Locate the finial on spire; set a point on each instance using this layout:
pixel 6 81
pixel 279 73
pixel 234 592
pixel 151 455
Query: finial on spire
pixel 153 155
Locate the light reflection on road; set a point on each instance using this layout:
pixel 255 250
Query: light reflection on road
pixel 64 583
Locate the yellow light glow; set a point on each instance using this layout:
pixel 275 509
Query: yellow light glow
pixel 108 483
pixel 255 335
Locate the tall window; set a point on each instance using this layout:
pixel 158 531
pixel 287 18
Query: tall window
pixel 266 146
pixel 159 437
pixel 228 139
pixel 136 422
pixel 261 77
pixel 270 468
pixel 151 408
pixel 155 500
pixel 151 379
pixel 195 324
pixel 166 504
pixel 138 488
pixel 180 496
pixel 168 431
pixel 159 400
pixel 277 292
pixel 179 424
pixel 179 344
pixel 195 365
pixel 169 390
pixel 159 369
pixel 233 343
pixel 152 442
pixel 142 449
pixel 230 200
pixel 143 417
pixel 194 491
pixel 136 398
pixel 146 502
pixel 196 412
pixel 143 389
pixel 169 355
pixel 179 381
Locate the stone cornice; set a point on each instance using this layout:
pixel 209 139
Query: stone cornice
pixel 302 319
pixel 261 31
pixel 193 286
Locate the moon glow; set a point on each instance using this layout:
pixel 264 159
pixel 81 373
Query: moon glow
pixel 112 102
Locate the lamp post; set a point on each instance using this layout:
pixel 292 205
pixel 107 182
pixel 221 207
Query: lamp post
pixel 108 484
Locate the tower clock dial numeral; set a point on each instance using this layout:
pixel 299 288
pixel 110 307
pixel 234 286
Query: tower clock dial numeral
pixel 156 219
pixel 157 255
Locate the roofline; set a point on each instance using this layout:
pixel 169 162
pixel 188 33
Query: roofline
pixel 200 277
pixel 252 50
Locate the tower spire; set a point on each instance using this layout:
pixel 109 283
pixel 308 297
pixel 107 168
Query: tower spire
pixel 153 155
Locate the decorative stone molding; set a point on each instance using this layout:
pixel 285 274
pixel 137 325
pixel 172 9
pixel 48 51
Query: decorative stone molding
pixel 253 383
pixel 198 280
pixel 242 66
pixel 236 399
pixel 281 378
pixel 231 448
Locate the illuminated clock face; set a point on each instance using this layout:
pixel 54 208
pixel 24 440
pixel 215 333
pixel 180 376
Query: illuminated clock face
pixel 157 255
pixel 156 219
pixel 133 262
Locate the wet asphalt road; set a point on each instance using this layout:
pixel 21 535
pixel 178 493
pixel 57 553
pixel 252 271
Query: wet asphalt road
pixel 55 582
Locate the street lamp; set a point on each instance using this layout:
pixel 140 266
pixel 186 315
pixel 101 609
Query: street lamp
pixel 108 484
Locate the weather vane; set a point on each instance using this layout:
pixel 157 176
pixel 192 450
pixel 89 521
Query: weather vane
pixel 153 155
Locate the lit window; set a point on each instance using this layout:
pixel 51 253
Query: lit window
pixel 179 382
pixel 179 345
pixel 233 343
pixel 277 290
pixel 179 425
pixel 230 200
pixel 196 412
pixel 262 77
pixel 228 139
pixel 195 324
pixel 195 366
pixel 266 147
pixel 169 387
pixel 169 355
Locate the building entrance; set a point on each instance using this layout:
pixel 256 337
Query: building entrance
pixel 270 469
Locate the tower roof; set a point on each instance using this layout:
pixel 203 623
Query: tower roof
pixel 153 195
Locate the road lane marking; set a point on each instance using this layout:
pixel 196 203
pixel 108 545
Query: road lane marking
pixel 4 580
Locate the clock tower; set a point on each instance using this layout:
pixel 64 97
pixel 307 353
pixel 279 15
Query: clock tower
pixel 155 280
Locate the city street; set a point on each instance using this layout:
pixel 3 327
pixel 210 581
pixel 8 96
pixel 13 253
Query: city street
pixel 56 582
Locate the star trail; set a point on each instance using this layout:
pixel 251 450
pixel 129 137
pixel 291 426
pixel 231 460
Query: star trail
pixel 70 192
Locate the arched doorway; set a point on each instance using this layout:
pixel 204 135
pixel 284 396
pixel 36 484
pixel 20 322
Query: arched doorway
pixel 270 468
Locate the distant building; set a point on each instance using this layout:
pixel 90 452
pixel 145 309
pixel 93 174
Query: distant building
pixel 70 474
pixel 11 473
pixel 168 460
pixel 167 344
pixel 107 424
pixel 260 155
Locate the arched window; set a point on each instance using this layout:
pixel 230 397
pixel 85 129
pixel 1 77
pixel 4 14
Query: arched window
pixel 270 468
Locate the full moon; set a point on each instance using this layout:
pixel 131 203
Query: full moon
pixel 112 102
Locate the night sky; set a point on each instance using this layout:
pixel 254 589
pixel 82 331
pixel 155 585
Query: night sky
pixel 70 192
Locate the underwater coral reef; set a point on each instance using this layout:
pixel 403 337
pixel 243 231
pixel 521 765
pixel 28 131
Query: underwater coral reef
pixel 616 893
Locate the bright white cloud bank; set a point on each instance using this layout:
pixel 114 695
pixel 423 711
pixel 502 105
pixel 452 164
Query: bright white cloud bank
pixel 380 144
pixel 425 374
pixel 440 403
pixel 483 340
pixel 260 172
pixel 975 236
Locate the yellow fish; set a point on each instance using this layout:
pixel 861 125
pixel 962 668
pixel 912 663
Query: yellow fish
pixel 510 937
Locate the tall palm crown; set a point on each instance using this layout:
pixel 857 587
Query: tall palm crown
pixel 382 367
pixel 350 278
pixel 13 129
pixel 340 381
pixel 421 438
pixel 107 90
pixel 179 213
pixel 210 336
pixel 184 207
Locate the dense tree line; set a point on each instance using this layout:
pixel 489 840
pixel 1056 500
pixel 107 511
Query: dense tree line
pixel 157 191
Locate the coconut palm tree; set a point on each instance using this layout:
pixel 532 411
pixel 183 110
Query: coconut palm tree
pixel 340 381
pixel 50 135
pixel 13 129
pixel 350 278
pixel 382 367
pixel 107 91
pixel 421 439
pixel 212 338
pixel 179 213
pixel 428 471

◆ WRITTEN TASK:
Give the data again, exactly as it stands.

◆ RESPONSE:
Locate the finial on spire; set a point on each instance using this layout:
pixel 6 81
pixel 279 73
pixel 234 592
pixel 151 455
Query: finial on spire
pixel 153 155
Locate the light reflection on road; set a point on each instance using this layout:
pixel 255 250
Query: light reflection on road
pixel 64 583
Locate the yellow light glow; set a point on each instance using this layout:
pixel 275 509
Query: yellow light glow
pixel 108 483
pixel 255 335
Locate the tall window; set a point on each instance using this layout:
pixel 158 531
pixel 287 18
Query: tall window
pixel 266 146
pixel 159 437
pixel 228 139
pixel 136 422
pixel 261 77
pixel 270 468
pixel 151 408
pixel 155 500
pixel 151 379
pixel 195 324
pixel 166 504
pixel 138 488
pixel 180 496
pixel 168 431
pixel 159 400
pixel 277 292
pixel 179 424
pixel 179 344
pixel 195 365
pixel 169 390
pixel 159 369
pixel 233 343
pixel 152 442
pixel 142 449
pixel 230 200
pixel 143 417
pixel 194 491
pixel 136 398
pixel 146 502
pixel 196 412
pixel 143 389
pixel 169 355
pixel 179 381
Locate the stone cornice; set a point on each instance using this layout:
pixel 209 139
Query: stone cornice
pixel 302 319
pixel 261 31
pixel 193 286
Locate the moon glow; set a point on each instance using this layout:
pixel 264 159
pixel 81 373
Query: moon glow
pixel 112 102
Locate the lamp post; set a point on each instance using this layout:
pixel 292 205
pixel 107 182
pixel 221 207
Query: lamp post
pixel 108 484
Locate the tower clock dial numeral; set a point on each instance using this layout:
pixel 299 288
pixel 110 307
pixel 234 286
Query: tower clock dial numeral
pixel 156 219
pixel 157 255
Locate the roofline; set a point on each instance using this layout:
pixel 169 162
pixel 188 33
Query: roofline
pixel 200 277
pixel 252 50
Locate the tower spire; set a point on each instance using this layout:
pixel 109 283
pixel 308 297
pixel 107 168
Query: tower spire
pixel 153 155
Locate the decorative stone molding; set a point on each instance using this layout:
pixel 285 274
pixel 137 325
pixel 172 9
pixel 48 51
Query: decorative stone molding
pixel 253 383
pixel 198 280
pixel 242 66
pixel 236 399
pixel 281 378
pixel 231 448
Locate the illuminated clock face; set a point on each instance using this layout:
pixel 54 208
pixel 24 440
pixel 215 333
pixel 180 376
Query: illuminated clock face
pixel 157 255
pixel 156 219
pixel 133 262
Locate the wet asphalt road; set a point on each instance using this layout:
pixel 21 535
pixel 178 493
pixel 57 553
pixel 252 271
Query: wet asphalt road
pixel 55 582
Locate the street lamp; set a point on each instance using this layout:
pixel 140 266
pixel 186 315
pixel 101 609
Query: street lamp
pixel 108 484
Locate the weather vane; set a point on each instance using this layout:
pixel 157 176
pixel 192 450
pixel 89 521
Query: weather vane
pixel 153 155
Locate the lit window; set a point on each instance using this layout:
pixel 51 253
Query: lit window
pixel 179 382
pixel 179 345
pixel 233 343
pixel 277 290
pixel 179 425
pixel 230 200
pixel 196 412
pixel 262 77
pixel 228 139
pixel 195 324
pixel 195 366
pixel 266 147
pixel 169 387
pixel 169 355
Locate the building entrance; set a point on each instance using this layout:
pixel 256 337
Query: building entrance
pixel 270 469
Locate the tower roof; set a point on each instance using this layout:
pixel 203 623
Query: tower roof
pixel 153 195
Locate the road lane marking; set a point on each instance using this layout:
pixel 196 203
pixel 108 545
Query: road lane marking
pixel 4 580
Locate the clock tower; set a point on each instance using this layout:
pixel 64 97
pixel 307 353
pixel 279 15
Query: clock tower
pixel 155 280
Locate the city street; set a point on each instance using this layout:
pixel 3 327
pixel 210 581
pixel 8 96
pixel 13 253
Query: city street
pixel 56 582
Locate the star trail; set a point on each instance using this layout:
pixel 251 450
pixel 129 137
pixel 291 426
pixel 231 460
Query: star trail
pixel 70 192
Locate the arched doorway; set a point on each instance using this layout:
pixel 204 135
pixel 284 396
pixel 36 484
pixel 20 322
Query: arched doorway
pixel 270 468
Locate the distant building; set a point on each instance using this layout:
pixel 90 452
pixel 145 309
pixel 93 174
Query: distant building
pixel 70 474
pixel 11 473
pixel 168 460
pixel 167 344
pixel 107 424
pixel 260 155
Locate the arched window; set a point on each instance using this layout:
pixel 230 397
pixel 85 129
pixel 1 77
pixel 4 14
Query: arched window
pixel 270 468
Locate the full moon; set a point on each instance using this layout:
pixel 131 203
Query: full moon
pixel 112 102
Locate the night sky; set a point on each instance using this layout:
pixel 254 589
pixel 82 331
pixel 155 585
Query: night sky
pixel 70 192
Locate the underwater coral reef; set a point on each instance using this layout:
pixel 403 337
pixel 243 231
pixel 521 765
pixel 28 131
Query: underwater coral reef
pixel 616 893
Locate the bright white cloud bank; set a point on each instance using this layout:
pixel 114 695
pixel 423 711
pixel 502 105
pixel 452 164
Query: bright white cloud bank
pixel 380 144
pixel 425 374
pixel 440 403
pixel 483 340
pixel 260 172
pixel 975 236
Locate the yellow fish; set a point on each instance using this layout:
pixel 861 125
pixel 962 668
pixel 912 663
Query: yellow fish
pixel 510 937
Locate the tall palm crown; set a point on each instance using this layout:
pixel 857 587
Query: tall palm crown
pixel 382 367
pixel 350 278
pixel 13 129
pixel 340 381
pixel 421 438
pixel 107 90
pixel 179 213
pixel 210 336
pixel 184 207
Locate the dense tree line; set a point on each instance using this layout:
pixel 489 840
pixel 1056 500
pixel 107 511
Query: dense tree line
pixel 157 191
Locate the coconut palm tree; set a point on each instance using this layout:
pixel 532 411
pixel 183 110
Query: coconut palm tree
pixel 340 381
pixel 50 135
pixel 13 129
pixel 350 278
pixel 382 367
pixel 107 91
pixel 421 439
pixel 212 338
pixel 179 213
pixel 428 471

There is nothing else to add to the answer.